» Exercise task
Please retype the listing below from its first line through the line containing "point(31, 275)", inclusive, changing nothing.

(Records from a data collection)

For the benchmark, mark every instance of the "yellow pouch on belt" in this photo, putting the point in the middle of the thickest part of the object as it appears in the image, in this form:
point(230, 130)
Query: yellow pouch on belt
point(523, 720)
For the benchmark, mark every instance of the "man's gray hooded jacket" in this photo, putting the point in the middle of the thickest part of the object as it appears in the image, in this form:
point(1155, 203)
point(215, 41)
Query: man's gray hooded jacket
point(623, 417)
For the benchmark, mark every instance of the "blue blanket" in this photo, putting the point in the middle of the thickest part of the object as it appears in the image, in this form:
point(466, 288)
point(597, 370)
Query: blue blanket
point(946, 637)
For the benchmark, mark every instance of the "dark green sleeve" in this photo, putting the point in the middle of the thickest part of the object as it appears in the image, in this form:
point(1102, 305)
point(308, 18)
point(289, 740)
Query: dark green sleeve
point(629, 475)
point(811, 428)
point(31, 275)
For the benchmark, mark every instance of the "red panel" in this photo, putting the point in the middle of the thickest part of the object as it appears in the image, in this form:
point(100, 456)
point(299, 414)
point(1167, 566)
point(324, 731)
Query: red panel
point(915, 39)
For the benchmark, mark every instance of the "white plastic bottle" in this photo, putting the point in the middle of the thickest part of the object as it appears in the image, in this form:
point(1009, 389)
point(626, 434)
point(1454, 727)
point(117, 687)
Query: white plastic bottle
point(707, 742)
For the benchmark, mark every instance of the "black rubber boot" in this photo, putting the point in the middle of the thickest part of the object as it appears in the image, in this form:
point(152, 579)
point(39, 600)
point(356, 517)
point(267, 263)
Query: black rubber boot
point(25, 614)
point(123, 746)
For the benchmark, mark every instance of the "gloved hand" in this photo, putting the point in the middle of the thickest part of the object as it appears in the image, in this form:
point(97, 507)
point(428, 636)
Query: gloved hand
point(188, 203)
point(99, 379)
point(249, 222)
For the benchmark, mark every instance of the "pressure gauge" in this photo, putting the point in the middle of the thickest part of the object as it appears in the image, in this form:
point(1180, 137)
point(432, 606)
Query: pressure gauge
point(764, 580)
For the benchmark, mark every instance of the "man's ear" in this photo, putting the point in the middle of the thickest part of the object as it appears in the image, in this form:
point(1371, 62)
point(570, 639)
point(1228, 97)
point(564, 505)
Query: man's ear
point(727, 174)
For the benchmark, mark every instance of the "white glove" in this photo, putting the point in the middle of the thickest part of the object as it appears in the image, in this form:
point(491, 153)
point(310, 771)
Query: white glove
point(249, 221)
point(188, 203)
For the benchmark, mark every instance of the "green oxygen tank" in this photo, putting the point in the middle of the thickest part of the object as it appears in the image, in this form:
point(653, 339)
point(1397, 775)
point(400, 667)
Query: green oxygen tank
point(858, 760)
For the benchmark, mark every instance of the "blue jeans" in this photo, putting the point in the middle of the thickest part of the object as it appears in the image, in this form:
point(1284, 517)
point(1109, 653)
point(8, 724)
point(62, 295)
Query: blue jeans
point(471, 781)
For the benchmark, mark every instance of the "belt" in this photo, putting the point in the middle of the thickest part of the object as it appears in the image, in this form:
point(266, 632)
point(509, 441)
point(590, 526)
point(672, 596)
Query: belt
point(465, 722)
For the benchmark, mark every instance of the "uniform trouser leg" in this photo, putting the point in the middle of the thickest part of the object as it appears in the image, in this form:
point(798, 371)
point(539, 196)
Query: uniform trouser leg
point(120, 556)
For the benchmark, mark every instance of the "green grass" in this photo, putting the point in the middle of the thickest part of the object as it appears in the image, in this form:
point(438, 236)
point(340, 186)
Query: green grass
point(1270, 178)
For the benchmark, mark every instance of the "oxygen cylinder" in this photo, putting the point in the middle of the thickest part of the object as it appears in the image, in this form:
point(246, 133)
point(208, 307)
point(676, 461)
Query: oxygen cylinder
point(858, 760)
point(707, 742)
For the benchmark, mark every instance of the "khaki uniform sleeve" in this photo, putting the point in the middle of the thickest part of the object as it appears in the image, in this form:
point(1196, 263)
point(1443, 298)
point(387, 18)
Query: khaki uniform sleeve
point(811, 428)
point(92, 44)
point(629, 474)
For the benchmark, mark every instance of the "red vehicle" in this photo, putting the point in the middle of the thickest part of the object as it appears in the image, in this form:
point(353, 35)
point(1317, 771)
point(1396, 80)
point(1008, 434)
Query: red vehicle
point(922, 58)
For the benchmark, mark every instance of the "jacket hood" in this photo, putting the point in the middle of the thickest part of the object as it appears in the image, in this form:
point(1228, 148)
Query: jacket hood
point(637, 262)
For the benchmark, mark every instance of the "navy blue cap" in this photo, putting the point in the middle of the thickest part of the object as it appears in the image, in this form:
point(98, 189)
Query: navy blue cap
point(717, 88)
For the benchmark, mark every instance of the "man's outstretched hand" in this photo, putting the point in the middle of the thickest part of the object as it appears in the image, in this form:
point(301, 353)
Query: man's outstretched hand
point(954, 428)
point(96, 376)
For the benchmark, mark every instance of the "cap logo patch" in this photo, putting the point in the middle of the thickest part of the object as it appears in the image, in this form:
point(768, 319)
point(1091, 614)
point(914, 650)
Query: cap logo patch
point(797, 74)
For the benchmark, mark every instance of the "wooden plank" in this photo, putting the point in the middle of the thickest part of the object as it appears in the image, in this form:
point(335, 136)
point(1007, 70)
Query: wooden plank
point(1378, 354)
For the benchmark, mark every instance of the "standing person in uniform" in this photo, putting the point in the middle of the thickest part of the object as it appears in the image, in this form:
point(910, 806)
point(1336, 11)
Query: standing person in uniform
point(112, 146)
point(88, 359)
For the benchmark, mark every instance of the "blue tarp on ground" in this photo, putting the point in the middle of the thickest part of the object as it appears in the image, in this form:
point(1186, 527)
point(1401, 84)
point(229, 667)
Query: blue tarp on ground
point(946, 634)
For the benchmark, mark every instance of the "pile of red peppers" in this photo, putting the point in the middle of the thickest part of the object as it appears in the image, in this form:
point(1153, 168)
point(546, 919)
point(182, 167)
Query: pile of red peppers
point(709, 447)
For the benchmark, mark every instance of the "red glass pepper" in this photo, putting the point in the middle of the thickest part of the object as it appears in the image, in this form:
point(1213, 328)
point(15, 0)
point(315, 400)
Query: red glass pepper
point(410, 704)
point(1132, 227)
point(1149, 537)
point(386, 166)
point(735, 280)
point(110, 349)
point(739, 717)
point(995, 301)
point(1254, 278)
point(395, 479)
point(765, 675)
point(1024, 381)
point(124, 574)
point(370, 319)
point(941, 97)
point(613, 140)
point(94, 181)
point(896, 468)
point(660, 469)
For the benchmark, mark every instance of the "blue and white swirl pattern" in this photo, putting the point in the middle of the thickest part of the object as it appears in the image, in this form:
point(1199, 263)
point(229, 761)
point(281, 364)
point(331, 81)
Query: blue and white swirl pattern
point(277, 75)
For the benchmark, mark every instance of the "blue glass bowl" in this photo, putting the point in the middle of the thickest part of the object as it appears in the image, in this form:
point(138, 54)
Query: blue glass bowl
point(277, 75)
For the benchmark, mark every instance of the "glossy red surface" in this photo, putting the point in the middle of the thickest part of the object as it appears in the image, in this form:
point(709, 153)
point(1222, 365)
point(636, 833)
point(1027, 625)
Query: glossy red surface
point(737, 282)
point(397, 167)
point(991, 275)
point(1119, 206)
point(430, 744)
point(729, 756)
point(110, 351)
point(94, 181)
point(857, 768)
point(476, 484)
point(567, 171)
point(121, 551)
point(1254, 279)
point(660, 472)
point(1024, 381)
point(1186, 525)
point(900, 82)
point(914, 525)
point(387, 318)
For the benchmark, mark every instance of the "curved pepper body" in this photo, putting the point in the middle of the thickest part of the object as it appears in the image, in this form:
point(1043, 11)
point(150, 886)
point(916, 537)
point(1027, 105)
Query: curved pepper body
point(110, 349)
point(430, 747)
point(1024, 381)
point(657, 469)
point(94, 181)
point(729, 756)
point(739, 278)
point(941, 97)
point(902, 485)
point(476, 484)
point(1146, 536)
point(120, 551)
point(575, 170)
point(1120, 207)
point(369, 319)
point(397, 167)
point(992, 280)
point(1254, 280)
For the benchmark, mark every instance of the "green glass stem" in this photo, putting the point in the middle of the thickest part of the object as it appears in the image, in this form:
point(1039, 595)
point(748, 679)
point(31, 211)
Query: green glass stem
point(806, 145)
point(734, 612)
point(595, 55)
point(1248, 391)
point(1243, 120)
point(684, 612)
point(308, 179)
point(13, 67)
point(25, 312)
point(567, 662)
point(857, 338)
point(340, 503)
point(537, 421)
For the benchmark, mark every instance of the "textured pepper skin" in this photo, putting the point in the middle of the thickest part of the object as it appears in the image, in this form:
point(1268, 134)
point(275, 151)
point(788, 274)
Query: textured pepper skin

» Exercise solution
For the benchmark, mark every instance of the "yellow pouch on belt" in this photo, putting the point in the middle of the thickest part of the object as it appears in the image, in this form:
point(230, 130)
Query: yellow pouch on belt
point(523, 720)
For the benchmark, mark every instance of the "man's gray hooded jacket" in this photo, putting the point in the middle of the thickest part of the object as it appears in the image, in this form:
point(1155, 203)
point(215, 41)
Query: man's gray hooded jacket
point(623, 417)
For the benchmark, mark every instance of the "blue blanket" in this photo, putting the point in the middle of the thickest part of the object as it appears in the image, in this form:
point(466, 288)
point(597, 370)
Query: blue blanket
point(946, 637)
For the benchmark, mark every instance of the "dark green sleeve" in this photo, putting the point in the middle of the thickest part of the object as it appears in the image, in this form:
point(1102, 305)
point(308, 18)
point(289, 740)
Query: dark green sleeve
point(629, 475)
point(811, 428)
point(31, 275)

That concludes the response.